**Data listing:**

########

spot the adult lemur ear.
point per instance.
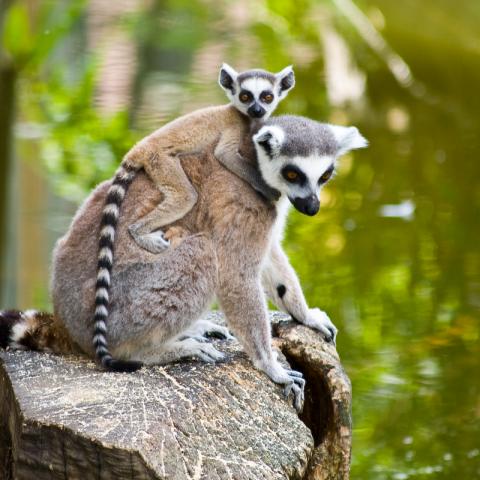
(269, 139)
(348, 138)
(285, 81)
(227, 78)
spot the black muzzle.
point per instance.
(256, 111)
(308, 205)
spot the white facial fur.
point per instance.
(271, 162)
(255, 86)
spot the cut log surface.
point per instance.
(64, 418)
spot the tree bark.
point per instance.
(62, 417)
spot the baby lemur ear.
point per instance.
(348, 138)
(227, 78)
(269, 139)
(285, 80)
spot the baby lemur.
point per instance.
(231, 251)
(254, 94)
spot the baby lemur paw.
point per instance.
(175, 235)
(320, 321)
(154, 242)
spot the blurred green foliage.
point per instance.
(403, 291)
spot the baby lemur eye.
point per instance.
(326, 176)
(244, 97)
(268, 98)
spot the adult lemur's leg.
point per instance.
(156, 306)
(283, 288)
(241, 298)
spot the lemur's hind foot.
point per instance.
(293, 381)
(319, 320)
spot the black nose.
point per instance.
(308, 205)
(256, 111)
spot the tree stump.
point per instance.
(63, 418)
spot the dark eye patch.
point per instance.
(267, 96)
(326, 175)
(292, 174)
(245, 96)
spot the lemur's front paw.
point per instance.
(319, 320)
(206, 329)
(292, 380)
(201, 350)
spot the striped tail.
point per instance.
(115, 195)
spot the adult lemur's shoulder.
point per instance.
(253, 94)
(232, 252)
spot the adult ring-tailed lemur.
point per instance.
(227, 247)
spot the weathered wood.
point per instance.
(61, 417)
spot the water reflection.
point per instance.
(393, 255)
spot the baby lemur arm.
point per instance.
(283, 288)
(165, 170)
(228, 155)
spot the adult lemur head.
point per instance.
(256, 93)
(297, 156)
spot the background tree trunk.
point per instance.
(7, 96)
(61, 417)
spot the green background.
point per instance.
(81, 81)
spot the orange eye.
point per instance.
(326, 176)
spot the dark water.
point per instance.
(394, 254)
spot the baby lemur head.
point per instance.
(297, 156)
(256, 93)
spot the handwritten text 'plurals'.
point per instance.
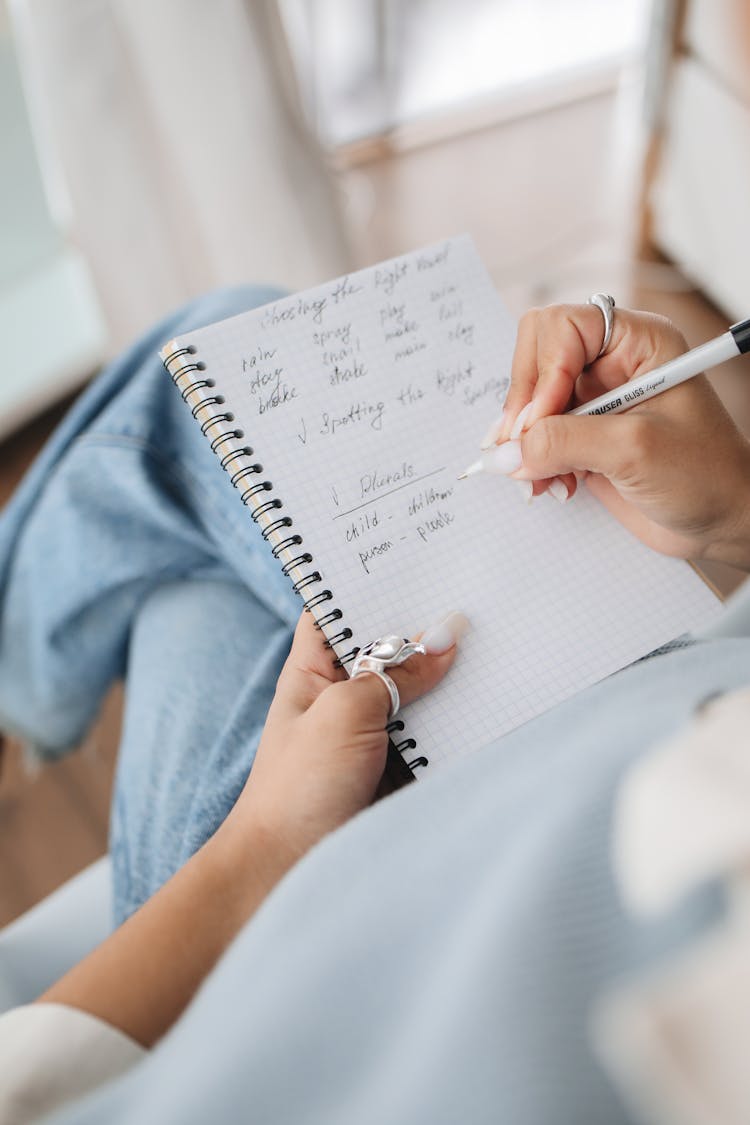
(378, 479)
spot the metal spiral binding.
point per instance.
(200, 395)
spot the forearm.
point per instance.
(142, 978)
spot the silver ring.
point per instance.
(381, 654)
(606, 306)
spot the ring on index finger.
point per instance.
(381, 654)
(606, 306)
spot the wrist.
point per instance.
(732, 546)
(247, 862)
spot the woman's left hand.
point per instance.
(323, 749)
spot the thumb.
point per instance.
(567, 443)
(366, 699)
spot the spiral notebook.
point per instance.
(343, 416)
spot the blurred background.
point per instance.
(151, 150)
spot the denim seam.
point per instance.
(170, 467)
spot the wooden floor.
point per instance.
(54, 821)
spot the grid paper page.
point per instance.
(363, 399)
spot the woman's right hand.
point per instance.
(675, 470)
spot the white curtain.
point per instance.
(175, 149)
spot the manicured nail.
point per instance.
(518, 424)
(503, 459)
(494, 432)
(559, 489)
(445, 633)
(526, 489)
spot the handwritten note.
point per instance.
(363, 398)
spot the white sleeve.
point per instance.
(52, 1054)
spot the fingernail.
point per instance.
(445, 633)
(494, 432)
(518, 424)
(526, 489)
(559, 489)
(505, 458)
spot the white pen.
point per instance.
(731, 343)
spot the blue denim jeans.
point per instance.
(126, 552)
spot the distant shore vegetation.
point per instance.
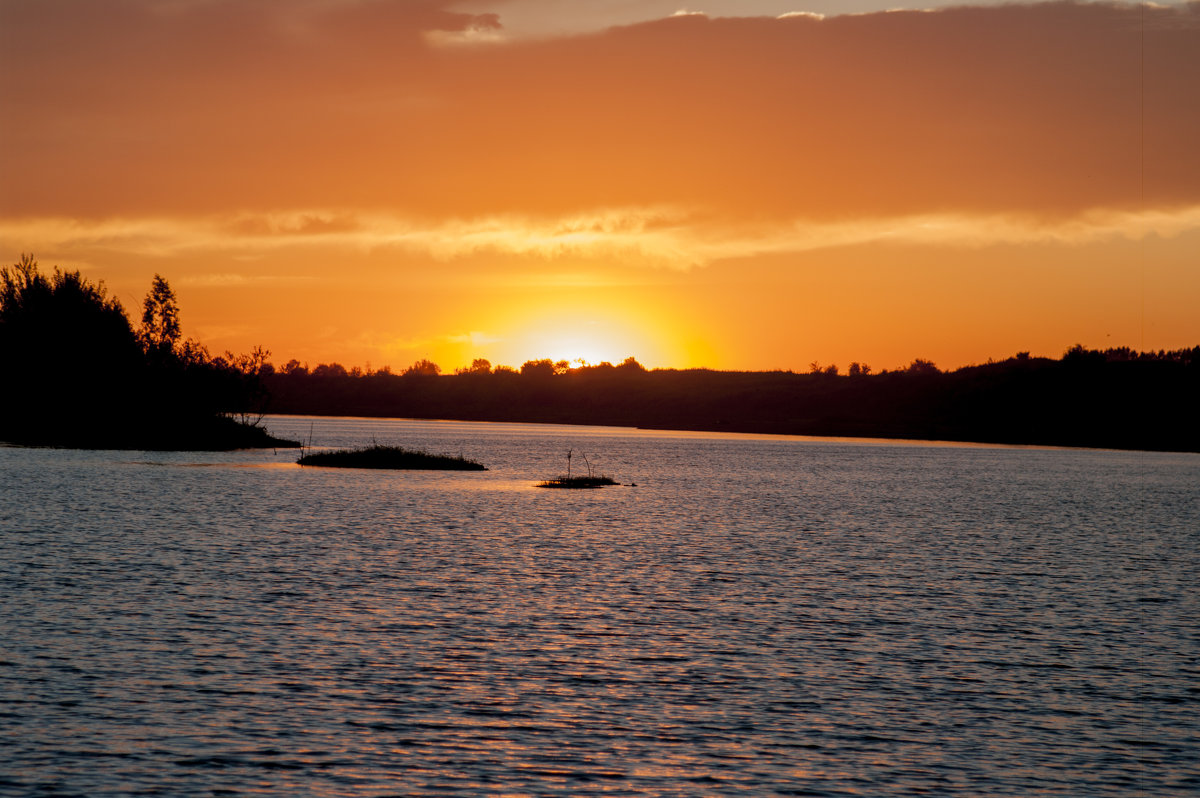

########

**Your objective:** Output the lines above in full and exactly as given, omitting any pictures.

**Solution to this exercise:**
spot the adult lemur ear.
point per instance.
(269, 139)
(348, 138)
(285, 81)
(227, 78)
spot the black muzzle.
point per instance.
(256, 111)
(308, 205)
spot the white facial fur.
point per instance.
(271, 162)
(255, 86)
spot the cut log surface.
point per instance.
(64, 418)
spot the tree bark.
point per instance.
(62, 417)
spot the baby lemur ear.
point per instance.
(348, 138)
(227, 78)
(269, 139)
(285, 80)
spot the baby lemur.
point per instance.
(231, 251)
(254, 94)
spot the baby lemur paw.
point per instance.
(175, 235)
(320, 321)
(154, 242)
spot the blurred green foliage.
point per instance.
(403, 291)
spot the baby lemur eye.
point per instance.
(326, 176)
(244, 97)
(268, 98)
spot the adult lemur's leg.
point per instance.
(156, 306)
(283, 288)
(241, 298)
spot the lemur's hind foot.
point per instance.
(293, 381)
(319, 320)
spot the black nose.
point per instance.
(308, 205)
(256, 111)
spot the tree stump.
point per instance.
(63, 418)
spot the dark eye patch.
point per instance.
(267, 96)
(326, 175)
(292, 174)
(245, 96)
spot the lemur's front paw.
point per instance.
(319, 320)
(206, 329)
(292, 380)
(201, 350)
spot the striped tail.
point per instance.
(115, 195)
spot the adult lemur's shoulder.
point per instance.
(253, 94)
(232, 252)
spot the adult ring-tailed lemur.
point per instance.
(227, 247)
spot the weathered wood.
point per instance.
(61, 417)
spot the water reflection.
point per instance.
(393, 255)
spot the baby lemur arm.
point per instance.
(283, 288)
(165, 170)
(228, 155)
spot the adult lemur head.
point per instance.
(256, 93)
(297, 156)
spot the background tree trunk.
point per instance.
(7, 96)
(61, 417)
spot the green background.
point per instance.
(81, 81)
spot the orange eye.
point per instance.
(326, 176)
spot the dark water.
point per instance.
(394, 254)
spot the baby lemur head.
point per instance.
(297, 156)
(256, 93)
spot the handwritten text 'plurals'.
point per instance.
(378, 479)
spot the metal spiral binding.
point per instance.
(200, 395)
spot the forearm.
point per instance.
(142, 978)
spot the silver ring.
point per instance.
(381, 654)
(606, 306)
spot the ring on index finger.
point per instance.
(381, 654)
(606, 306)
spot the wrist.
point per instance.
(732, 546)
(247, 862)
spot the woman's left hand.
point per instance.
(323, 749)
spot the thumb.
point per instance.
(567, 443)
(366, 699)
spot the spiral notebook.
point per instance.
(343, 416)
spot the blurred background.
point per instance.
(151, 150)
spot the denim seam.
point per instance.
(170, 467)
spot the wooden floor.
point per instance.
(54, 821)
spot the grid paper page.
point per instance.
(363, 399)
spot the woman's right hand.
point per instance.
(675, 470)
spot the white curtain.
point per instance.
(175, 149)
spot the manicured nail.
point per instance.
(518, 424)
(503, 459)
(494, 432)
(559, 489)
(445, 633)
(526, 489)
spot the handwritten note.
point per instance.
(363, 398)
spot the white sleeve.
point per instance.
(52, 1054)
spot the fingernail.
point per instance.
(445, 633)
(494, 432)
(518, 424)
(526, 489)
(559, 489)
(505, 458)
spot the white pen.
point per instance.
(731, 343)
spot the blue denim jeans.
point per instance.
(126, 552)
spot the distant shore vegetation.
point per instance.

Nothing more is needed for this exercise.